WORK ORDER: Restate word for word, and only, the lines that extend from the line containing "For every instance of the platform" through the end of the records below.

[[ RECORDS FOR THIS EXERCISE open ]]

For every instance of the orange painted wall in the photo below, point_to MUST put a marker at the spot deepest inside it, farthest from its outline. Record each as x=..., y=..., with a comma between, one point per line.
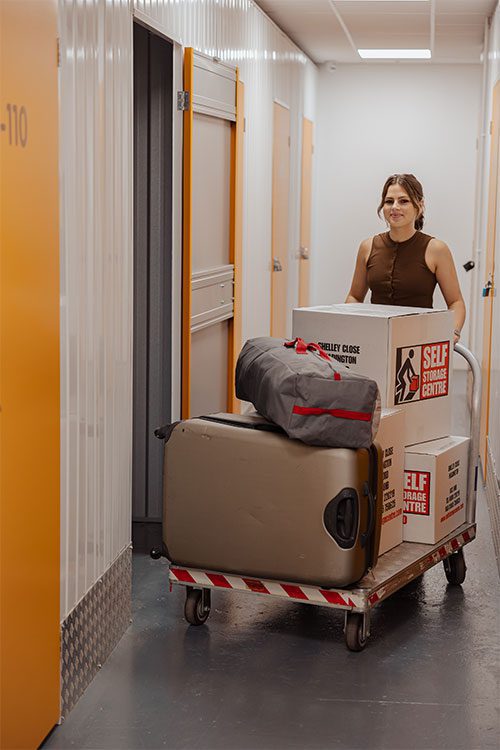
x=29, y=372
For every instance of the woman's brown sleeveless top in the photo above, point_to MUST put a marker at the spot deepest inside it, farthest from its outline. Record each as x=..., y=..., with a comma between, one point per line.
x=397, y=271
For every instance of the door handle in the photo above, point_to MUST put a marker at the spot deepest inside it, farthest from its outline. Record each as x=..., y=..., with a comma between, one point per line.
x=277, y=265
x=489, y=289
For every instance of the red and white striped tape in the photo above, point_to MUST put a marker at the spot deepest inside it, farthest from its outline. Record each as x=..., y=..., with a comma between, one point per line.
x=357, y=599
x=301, y=593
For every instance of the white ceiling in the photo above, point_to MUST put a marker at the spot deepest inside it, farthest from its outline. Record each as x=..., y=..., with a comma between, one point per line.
x=332, y=30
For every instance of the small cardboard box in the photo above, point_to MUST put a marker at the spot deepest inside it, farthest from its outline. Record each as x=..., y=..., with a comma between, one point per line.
x=407, y=350
x=390, y=437
x=435, y=489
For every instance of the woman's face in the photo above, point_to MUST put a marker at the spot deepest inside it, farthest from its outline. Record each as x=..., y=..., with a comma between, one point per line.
x=399, y=212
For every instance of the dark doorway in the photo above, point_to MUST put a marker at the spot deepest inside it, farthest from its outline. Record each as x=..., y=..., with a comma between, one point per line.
x=153, y=95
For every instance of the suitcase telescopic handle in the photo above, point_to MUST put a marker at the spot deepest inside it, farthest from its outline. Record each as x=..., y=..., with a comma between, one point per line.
x=366, y=535
x=368, y=492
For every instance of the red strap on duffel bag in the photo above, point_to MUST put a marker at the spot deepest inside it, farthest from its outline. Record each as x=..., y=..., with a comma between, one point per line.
x=298, y=344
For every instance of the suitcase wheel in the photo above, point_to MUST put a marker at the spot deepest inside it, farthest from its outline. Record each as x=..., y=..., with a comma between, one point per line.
x=197, y=606
x=455, y=568
x=355, y=631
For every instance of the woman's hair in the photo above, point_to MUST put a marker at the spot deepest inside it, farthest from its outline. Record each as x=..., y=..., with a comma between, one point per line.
x=415, y=192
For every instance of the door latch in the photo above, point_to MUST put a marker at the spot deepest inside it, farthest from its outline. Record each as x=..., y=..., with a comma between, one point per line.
x=488, y=289
x=183, y=101
x=277, y=265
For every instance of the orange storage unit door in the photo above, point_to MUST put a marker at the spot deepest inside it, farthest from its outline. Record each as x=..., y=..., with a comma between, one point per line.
x=29, y=375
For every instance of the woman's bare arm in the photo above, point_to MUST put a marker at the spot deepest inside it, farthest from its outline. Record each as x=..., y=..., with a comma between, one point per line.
x=440, y=260
x=359, y=284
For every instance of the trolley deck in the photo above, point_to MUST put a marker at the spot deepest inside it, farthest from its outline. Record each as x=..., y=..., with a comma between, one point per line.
x=395, y=569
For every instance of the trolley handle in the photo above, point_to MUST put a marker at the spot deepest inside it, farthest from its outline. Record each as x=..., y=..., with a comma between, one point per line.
x=475, y=422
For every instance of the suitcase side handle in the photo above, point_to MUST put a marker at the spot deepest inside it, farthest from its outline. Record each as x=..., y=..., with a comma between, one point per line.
x=163, y=433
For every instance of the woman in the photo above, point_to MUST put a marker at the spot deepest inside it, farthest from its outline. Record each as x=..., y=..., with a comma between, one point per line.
x=403, y=265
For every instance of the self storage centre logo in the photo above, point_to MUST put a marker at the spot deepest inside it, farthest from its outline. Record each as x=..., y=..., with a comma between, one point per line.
x=422, y=372
x=416, y=493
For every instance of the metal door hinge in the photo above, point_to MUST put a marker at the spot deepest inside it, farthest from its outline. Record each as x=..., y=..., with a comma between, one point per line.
x=183, y=101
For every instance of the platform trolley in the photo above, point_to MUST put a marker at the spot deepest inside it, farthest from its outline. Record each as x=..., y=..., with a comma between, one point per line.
x=395, y=569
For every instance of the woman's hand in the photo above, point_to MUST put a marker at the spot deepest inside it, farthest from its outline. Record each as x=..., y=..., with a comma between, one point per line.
x=440, y=261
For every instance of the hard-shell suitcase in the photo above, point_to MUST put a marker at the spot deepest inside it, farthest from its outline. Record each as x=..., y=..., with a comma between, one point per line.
x=241, y=497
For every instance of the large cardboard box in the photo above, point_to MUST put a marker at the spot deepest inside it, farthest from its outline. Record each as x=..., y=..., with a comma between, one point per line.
x=407, y=350
x=390, y=437
x=435, y=489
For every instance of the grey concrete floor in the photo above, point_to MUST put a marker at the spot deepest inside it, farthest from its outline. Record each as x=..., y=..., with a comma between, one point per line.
x=265, y=676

[[ RECORDS FOR THIS EXERCISE closed ]]

TASK RESPONSE:
For every instance of the platform trolley in the photo above, point_to MUST put a marker at the spot deepest inside it, farthest from its outline. Record each as x=..., y=..., with a comma between, one point per line.
x=395, y=569
For every instance of the woman's hand in the photo above, point_to MUST put a marker at the spot deepest inside it, farthest from its outline. Record each as x=..., y=..., with a comma between, one point per line.
x=440, y=261
For every instance of the hard-shell suitcase in the photo above, point_to MUST put a marker at the spot deepest inside it, farthest from its outline. Record each as x=..., y=..., with a comma between, one point per line.
x=241, y=497
For every instance of the large cardboard box in the photo above, point_to MUST put a marker at the spot deepest inside it, farthest from its outline. Record each as x=..., y=..., with a comma between, one point per line.
x=407, y=350
x=390, y=437
x=435, y=489
For every instance of the grey concrete floor in the photo above, point_to MUST put a marker at the spot deepest inside it, farthest from its outline. Record each as x=..., y=..., with a comma between, one point per line.
x=265, y=676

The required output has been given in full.